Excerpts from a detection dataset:
◇ ◇ ◇ ◇

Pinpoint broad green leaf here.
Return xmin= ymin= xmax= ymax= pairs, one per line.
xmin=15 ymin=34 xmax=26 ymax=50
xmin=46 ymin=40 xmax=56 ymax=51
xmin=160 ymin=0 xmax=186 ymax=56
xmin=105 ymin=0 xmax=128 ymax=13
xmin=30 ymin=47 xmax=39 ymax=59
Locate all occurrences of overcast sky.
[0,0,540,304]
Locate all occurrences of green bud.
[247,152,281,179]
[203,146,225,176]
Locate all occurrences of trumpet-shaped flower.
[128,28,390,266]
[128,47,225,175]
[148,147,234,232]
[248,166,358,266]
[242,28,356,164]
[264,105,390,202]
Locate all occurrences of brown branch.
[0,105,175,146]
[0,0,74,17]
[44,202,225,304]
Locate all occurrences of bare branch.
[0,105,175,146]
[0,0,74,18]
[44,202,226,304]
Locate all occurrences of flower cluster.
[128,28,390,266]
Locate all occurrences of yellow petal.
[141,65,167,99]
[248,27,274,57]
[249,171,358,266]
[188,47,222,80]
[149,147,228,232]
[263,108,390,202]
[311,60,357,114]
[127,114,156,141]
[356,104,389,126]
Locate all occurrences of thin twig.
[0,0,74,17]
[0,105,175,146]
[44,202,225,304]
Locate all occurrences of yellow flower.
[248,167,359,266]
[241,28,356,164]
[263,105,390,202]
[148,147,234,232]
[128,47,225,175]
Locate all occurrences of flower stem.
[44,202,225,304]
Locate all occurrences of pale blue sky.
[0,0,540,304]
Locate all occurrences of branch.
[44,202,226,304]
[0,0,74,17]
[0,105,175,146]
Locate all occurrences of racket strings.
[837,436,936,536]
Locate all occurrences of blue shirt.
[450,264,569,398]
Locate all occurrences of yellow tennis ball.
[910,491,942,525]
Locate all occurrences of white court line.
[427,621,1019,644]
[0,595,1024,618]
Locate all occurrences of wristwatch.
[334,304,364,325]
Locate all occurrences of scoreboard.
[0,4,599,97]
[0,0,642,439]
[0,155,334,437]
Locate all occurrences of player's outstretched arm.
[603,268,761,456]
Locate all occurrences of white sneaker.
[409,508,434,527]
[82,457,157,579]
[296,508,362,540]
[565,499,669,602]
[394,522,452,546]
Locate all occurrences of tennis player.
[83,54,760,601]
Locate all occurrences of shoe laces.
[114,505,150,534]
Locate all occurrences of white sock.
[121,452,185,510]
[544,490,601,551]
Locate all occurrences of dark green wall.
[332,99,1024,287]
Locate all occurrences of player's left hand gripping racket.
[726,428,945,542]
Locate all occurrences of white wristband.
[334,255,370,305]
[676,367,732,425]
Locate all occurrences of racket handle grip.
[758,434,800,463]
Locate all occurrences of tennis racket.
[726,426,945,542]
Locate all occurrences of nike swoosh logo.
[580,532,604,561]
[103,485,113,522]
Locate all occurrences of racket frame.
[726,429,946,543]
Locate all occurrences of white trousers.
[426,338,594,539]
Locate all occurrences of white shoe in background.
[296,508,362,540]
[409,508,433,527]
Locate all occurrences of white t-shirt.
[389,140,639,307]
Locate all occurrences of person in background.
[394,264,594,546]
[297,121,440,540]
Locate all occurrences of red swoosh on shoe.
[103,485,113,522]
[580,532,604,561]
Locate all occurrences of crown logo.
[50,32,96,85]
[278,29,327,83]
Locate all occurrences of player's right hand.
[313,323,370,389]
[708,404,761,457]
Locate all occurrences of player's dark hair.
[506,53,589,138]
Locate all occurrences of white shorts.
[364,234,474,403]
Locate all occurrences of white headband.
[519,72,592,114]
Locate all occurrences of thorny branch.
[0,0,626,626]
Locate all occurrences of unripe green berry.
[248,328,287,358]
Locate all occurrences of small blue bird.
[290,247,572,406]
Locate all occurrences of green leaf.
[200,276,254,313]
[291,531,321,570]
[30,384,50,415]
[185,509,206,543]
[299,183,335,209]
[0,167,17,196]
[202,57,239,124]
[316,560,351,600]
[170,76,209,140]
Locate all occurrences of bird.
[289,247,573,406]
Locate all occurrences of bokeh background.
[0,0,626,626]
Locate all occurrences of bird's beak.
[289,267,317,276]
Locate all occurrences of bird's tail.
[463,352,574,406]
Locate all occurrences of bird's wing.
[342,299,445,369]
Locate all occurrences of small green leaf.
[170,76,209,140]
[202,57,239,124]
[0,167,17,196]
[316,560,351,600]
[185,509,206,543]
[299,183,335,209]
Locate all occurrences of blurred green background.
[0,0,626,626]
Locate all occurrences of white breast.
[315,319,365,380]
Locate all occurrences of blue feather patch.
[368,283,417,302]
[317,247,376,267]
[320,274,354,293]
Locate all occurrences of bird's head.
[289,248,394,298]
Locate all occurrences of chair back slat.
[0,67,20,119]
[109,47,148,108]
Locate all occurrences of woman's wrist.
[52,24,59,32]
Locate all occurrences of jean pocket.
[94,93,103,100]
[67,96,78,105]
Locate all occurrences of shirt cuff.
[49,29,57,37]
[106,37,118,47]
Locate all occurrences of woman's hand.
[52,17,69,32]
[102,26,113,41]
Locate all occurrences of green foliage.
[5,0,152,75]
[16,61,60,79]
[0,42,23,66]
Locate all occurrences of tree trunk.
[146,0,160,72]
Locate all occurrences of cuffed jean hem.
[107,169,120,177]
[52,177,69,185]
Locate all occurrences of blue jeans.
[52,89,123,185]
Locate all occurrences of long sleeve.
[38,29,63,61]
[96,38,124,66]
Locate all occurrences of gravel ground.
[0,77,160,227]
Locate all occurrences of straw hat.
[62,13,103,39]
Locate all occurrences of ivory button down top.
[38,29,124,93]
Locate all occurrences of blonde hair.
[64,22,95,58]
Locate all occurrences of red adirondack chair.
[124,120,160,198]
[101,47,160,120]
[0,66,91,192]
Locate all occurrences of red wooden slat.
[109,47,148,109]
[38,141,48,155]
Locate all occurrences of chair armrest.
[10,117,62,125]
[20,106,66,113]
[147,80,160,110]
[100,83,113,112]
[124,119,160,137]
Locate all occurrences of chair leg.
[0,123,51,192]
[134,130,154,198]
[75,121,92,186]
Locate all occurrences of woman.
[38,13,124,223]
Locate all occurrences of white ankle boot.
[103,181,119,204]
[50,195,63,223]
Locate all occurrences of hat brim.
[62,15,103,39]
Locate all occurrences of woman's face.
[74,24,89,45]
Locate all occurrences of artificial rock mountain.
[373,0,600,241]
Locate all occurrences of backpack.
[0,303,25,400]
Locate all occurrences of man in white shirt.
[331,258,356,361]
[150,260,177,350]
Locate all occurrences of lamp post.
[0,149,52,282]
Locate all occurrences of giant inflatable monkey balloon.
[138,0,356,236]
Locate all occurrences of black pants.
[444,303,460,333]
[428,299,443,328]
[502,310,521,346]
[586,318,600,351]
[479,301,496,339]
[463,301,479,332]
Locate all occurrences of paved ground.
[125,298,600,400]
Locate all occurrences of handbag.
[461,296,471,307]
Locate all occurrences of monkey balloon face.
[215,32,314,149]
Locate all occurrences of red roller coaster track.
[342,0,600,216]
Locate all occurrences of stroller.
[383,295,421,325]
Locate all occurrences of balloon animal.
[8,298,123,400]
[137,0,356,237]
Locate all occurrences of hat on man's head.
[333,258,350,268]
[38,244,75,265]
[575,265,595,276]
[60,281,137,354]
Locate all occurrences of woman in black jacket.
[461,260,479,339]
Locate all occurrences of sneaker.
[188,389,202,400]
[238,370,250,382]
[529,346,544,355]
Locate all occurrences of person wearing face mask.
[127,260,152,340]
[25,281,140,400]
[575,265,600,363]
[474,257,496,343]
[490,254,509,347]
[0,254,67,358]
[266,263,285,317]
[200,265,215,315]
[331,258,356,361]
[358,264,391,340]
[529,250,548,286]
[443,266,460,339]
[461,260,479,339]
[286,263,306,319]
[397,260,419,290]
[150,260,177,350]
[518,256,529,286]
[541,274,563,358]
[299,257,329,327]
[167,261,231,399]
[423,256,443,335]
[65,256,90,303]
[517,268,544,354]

◇ ◇ ◇ ◇

## [STATED GOAL]
Output the lines of the records above from the line containing "Locate all occurrences of sneaker." through the end of the records, both ends included, exactly as they appear.

## [RESPONSE BELOW]
Locate all occurrences of sneaker.
[188,389,202,400]
[238,370,250,382]
[529,346,544,355]
Locate all occurrences of person wearing face mask.
[127,260,152,340]
[25,281,140,400]
[575,265,600,363]
[474,257,496,343]
[490,254,509,347]
[0,254,67,358]
[266,263,285,317]
[200,265,215,315]
[331,258,356,361]
[358,264,391,340]
[529,250,548,286]
[443,266,460,339]
[461,260,479,339]
[286,263,306,319]
[397,260,419,290]
[150,260,177,350]
[518,256,529,286]
[541,274,563,358]
[299,257,329,327]
[167,261,231,399]
[423,256,443,335]
[65,256,90,303]
[517,268,544,354]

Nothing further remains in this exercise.